- Excerto do texto -

A AUTORIDADE EUROPEIA PARA A PROTECÇÃO DE DADOS,

Tendo em conta o Tratado sobre o Funcionamento da União Europeia, nomeadamente o artigo 16.o,

Tendo em conta a Carta dos Direitos Fundamentais da União Europeia, nomeadamente o artigo 8.o,

Tendo em conta a Directiva 95/46/CE do Parlamento Europeu e do Conselho, de 24 de Outubro de 1995, relativa à protecção das pessoas singulares no que diz respeito ao tratamento de dados pessoais e à livre circulação desses dados (1),

Tendo em conta o pedido de parecer apresentado nos termos do artigo 28.o, n.o 2, do Regulamento (CE) n.o 45/2001 relativo à protecção das pessoas singulares no que diz respeito ao tratamento de dados pessoais pelas instituições e pelos órgãos comunitários e à livre circulação desses dados (2),

ADOPTOU O SEGUINTE PARECER

I.   INTRODUÇÃO

1.

Em 15 de Junho de 2010, a Comissão adoptou uma proposta de decisão do Conselho relativa à conclusão do Acordo entre a União Europeia e os Estados Unidos da América sobre o tratamento de dados de mensagens de pagamentos financeiros e a sua transferência da União Europeia para os Estados Unidos para efeitos do Programa de Detecção do Financiamento do Terrorismo (TFTP) (a seguir designada por «a proposta»). A proposta (incluindo o texto de um projecto de acordo com os Estados Unidos) foi enviada à AEPD para consulta. A AEPD congratula-se com esta consulta e recomenda que seja incluída uma referência ao presente parecer no preâmbulo da proposta.

2.

- Dados apresentados -
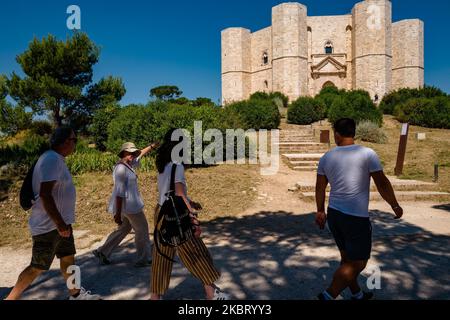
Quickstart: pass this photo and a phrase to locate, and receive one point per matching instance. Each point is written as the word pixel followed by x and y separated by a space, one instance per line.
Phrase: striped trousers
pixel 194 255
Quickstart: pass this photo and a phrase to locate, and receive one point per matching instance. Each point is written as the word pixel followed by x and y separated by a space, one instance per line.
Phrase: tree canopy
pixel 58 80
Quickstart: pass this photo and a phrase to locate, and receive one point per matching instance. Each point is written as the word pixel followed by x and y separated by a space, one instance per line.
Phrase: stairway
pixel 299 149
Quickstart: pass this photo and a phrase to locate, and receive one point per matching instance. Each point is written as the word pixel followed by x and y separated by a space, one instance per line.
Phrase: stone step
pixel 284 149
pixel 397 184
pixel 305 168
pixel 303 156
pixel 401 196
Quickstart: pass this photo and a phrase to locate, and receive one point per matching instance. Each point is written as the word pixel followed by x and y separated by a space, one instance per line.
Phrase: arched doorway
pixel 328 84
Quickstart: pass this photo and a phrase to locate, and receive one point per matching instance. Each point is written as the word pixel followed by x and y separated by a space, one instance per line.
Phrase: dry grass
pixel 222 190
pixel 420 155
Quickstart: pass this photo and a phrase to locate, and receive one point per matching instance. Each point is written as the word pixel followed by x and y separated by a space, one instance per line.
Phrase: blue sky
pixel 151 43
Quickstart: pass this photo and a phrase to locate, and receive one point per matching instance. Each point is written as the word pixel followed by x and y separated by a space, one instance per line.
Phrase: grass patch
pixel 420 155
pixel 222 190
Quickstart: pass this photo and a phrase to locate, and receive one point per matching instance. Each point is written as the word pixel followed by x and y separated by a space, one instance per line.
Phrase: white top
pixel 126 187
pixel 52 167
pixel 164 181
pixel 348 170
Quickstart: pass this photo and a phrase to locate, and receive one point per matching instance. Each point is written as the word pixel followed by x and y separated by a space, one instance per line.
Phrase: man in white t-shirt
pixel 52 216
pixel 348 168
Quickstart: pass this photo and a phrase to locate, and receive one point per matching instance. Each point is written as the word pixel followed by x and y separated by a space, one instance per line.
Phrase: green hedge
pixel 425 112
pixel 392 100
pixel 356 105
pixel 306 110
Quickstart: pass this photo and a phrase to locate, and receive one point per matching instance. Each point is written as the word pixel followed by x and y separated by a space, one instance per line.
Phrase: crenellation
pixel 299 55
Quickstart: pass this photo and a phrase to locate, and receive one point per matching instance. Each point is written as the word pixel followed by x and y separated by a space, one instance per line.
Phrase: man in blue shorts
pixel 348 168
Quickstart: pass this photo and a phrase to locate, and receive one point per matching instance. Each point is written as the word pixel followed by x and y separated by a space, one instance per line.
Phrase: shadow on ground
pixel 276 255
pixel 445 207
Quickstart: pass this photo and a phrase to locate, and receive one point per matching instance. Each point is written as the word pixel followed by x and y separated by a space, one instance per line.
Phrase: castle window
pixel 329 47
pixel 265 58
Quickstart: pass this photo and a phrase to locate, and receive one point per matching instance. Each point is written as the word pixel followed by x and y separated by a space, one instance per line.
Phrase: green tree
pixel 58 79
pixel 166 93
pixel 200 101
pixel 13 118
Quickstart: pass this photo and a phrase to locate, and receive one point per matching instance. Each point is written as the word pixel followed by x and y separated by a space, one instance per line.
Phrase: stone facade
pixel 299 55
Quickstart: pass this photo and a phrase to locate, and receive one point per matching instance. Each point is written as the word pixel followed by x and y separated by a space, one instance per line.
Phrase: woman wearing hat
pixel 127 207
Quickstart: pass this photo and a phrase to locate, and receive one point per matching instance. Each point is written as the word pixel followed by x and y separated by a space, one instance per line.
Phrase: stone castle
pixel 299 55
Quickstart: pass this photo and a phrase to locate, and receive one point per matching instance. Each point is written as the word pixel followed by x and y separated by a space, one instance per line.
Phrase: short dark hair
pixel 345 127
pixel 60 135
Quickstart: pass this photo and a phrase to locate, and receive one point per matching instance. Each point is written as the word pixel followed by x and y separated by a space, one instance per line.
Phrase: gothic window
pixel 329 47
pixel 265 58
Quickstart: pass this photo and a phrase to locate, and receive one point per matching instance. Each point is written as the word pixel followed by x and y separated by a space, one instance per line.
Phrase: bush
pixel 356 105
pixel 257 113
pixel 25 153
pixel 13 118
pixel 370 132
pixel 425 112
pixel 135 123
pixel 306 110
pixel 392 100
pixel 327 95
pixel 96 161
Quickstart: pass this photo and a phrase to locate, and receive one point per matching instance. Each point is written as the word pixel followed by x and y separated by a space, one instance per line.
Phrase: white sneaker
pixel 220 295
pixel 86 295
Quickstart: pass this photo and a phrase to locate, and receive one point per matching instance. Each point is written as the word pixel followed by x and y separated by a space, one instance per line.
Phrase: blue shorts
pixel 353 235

* * *

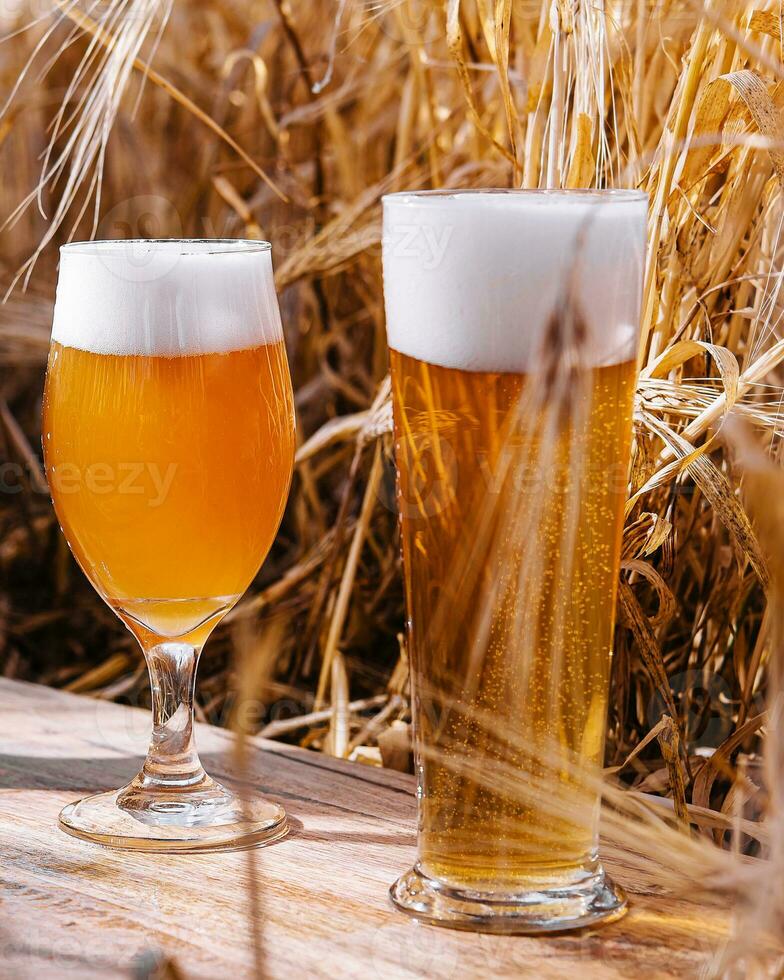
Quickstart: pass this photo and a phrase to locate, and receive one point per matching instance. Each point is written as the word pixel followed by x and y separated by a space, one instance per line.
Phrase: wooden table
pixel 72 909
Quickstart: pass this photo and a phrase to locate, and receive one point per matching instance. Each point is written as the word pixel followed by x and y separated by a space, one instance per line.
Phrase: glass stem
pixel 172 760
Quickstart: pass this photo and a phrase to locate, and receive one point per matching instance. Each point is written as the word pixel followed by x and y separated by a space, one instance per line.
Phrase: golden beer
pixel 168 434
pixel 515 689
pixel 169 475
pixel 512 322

- Detalhes do exercício -
Pode copiar, sem qualquer alteração, o trecho do parecer sobre o acordo TFTP que começa em "ADOPTOU O SEGUINTE" e segue até "preâmbulo da proposta."?

- Resposta correta -
ADOPTOU O SEGUINTE PARECER

I.   INTRODUÇÃO

1.

Em 15 de Junho de 2010, a Comissão adoptou uma proposta de decisão do Conselho relativa à conclusão do Acordo entre a União Europeia e os Estados Unidos da América sobre o tratamento de dados de mensagens de pagamentos financeiros e a sua transferência da União Europeia para os Estados Unidos para efeitos do Programa de Detecção do Financiamento do Terrorismo (TFTP) (a seguir designada por «a proposta»). A proposta (incluindo o texto de um projecto de acordo com os Estados Unidos) foi enviada à AEPD para consulta. A AEPD congratula-se com esta consulta e recomenda que seja incluída uma referência ao presente parecer no preâmbulo da proposta.